● Task requirements: The output should match the data below line for line.

----- Input -----

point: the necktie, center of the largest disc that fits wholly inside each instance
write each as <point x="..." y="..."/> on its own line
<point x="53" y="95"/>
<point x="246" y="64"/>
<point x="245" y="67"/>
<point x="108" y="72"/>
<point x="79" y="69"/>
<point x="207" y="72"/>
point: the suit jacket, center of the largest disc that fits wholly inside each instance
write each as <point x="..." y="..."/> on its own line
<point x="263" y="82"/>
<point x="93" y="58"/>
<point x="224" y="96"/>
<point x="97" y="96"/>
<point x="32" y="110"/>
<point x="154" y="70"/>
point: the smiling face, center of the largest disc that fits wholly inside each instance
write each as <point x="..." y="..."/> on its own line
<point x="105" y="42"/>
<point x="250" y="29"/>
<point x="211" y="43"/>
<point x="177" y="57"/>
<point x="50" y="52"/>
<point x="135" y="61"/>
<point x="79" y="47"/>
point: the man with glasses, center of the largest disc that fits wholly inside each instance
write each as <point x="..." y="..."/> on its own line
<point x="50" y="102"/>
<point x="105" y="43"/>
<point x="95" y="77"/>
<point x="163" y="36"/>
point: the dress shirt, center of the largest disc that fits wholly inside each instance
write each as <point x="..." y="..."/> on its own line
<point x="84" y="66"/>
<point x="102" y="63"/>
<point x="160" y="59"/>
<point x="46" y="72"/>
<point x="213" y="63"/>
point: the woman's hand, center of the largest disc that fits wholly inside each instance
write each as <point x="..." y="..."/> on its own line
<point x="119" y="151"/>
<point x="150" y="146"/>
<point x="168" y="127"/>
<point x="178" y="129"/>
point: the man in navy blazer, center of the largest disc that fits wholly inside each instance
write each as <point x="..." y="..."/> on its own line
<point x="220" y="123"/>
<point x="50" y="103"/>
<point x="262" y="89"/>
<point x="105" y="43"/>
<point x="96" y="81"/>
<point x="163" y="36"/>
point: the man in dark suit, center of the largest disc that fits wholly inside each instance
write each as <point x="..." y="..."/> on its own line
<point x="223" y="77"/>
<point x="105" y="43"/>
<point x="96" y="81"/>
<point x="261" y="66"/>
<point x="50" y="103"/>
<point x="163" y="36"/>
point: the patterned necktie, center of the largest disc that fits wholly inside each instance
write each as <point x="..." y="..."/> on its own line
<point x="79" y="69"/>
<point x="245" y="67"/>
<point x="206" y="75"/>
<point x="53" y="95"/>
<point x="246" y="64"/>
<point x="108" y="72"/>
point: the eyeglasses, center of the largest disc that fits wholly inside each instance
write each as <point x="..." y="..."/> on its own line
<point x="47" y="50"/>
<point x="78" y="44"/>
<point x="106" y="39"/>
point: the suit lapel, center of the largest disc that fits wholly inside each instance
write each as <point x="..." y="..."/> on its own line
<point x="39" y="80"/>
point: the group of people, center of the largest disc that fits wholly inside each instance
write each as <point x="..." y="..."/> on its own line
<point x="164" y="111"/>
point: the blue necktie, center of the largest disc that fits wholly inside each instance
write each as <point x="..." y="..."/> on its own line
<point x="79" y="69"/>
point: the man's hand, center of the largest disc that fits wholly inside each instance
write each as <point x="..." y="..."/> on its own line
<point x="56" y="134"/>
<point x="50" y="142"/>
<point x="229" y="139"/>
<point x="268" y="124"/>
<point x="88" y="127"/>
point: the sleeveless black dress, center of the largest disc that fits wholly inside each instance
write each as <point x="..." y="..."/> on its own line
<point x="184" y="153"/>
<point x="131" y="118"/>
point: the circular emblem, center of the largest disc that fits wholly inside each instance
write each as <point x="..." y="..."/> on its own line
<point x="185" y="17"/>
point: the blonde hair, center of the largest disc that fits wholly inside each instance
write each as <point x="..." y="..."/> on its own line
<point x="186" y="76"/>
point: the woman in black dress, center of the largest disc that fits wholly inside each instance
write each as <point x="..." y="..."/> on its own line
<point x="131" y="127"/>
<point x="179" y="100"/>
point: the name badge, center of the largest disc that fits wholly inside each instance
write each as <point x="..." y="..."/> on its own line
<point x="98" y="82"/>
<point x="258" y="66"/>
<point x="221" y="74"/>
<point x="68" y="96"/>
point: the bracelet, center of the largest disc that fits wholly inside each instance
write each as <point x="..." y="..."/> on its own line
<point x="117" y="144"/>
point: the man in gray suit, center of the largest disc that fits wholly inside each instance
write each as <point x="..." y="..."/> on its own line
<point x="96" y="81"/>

-----

● Written answer:
point: the necktie, center of the largest disc that fits wholly inside each instance
write each as <point x="..." y="..."/> on its own line
<point x="53" y="95"/>
<point x="246" y="64"/>
<point x="245" y="67"/>
<point x="108" y="72"/>
<point x="79" y="69"/>
<point x="207" y="72"/>
point: the suit jacket, center of the largest disc that fits wholly inside each instance
write each as <point x="..." y="..."/> on its own line
<point x="263" y="82"/>
<point x="93" y="58"/>
<point x="224" y="96"/>
<point x="97" y="96"/>
<point x="32" y="110"/>
<point x="154" y="70"/>
point: the smiling face, center of the largest disc that fits wholly inside each instance
write each as <point x="..." y="..."/> on its own line
<point x="105" y="42"/>
<point x="250" y="29"/>
<point x="211" y="43"/>
<point x="177" y="57"/>
<point x="50" y="52"/>
<point x="135" y="61"/>
<point x="79" y="47"/>
point: the man with glasses, center of the largest disc that fits wholly inside each instance
write each as <point x="..." y="..."/> on its own line
<point x="50" y="102"/>
<point x="105" y="43"/>
<point x="95" y="77"/>
<point x="163" y="36"/>
point: the dress shirt, center of the largest disc that fits wholly inside each instance
write each as <point x="..." y="..."/> on its own line
<point x="84" y="66"/>
<point x="102" y="63"/>
<point x="160" y="59"/>
<point x="46" y="72"/>
<point x="213" y="63"/>
point: the woman's hand, center of the largest disc that fits wholly inside each instance
write each as <point x="..." y="..."/> on its own line
<point x="119" y="151"/>
<point x="150" y="146"/>
<point x="168" y="127"/>
<point x="178" y="129"/>
point: the man in navy blazer, center of the largest disc that fits wholly inside each instance
write each as <point x="..." y="..."/> on its own line
<point x="220" y="123"/>
<point x="50" y="103"/>
<point x="262" y="89"/>
<point x="105" y="43"/>
<point x="96" y="81"/>
<point x="163" y="36"/>
point: the man in dark suit, center of the largest disc that fits wholly inside each instance
write each as <point x="..." y="..."/> on its own line
<point x="223" y="77"/>
<point x="105" y="43"/>
<point x="96" y="81"/>
<point x="261" y="66"/>
<point x="50" y="103"/>
<point x="163" y="36"/>
point: the patterned necktie, center of the largest disc that fits wholly inside each instance
write each as <point x="..." y="..."/> on its own line
<point x="79" y="69"/>
<point x="245" y="67"/>
<point x="206" y="75"/>
<point x="53" y="95"/>
<point x="246" y="64"/>
<point x="108" y="72"/>
point: the eyeglasses, center of the largest disc that fits wholly inside each instance
write each as <point x="..." y="..."/> on its own line
<point x="47" y="50"/>
<point x="78" y="44"/>
<point x="106" y="39"/>
point: the suit lapel, center of the largest disc that fits wholly inside each instance
write each as <point x="..." y="..."/> on its own line
<point x="39" y="80"/>
point: the group of people, center of the largest disc that fits wholly inside each instance
write each as <point x="..." y="..."/> on its own line
<point x="164" y="111"/>
point: the blue necktie, center of the largest disc that fits wholly inside each instance
write each as <point x="..." y="..."/> on its own line
<point x="79" y="69"/>
point: the man's hand, center of the largest disc that fits wholly inside each instance
write each as <point x="..." y="..."/> on its own line
<point x="56" y="134"/>
<point x="50" y="142"/>
<point x="229" y="139"/>
<point x="268" y="124"/>
<point x="88" y="127"/>
point: the sleeveless black dress, center of the largest disc that fits wholly inside each instance
write each as <point x="..." y="..."/> on its own line
<point x="184" y="153"/>
<point x="131" y="118"/>
point: the circular emblem, center of the largest disc that fits wholly inside each instance
write each as <point x="..." y="..."/> on its own line
<point x="185" y="17"/>
point: the blonde hair, center of the largest disc that fits wholly inside each instance
write each as <point x="..." y="..."/> on its own line
<point x="186" y="76"/>
point: the woman in black dress, center of the largest disc that fits wholly inside each instance
write each as <point x="..." y="..."/> on its own line
<point x="131" y="127"/>
<point x="179" y="100"/>
point: the name badge, center of the largest disc that fits wholly inside each instance
write each as <point x="..." y="..."/> on its own line
<point x="98" y="82"/>
<point x="258" y="66"/>
<point x="221" y="74"/>
<point x="68" y="96"/>
point: the bracelet, center of the largest disc that fits wholly inside each instance
write each as <point x="..." y="..."/> on its own line
<point x="117" y="144"/>
point: the man in gray suit, center of the largest disc that fits wholly inside each instance
write each as <point x="..." y="..."/> on its own line
<point x="96" y="81"/>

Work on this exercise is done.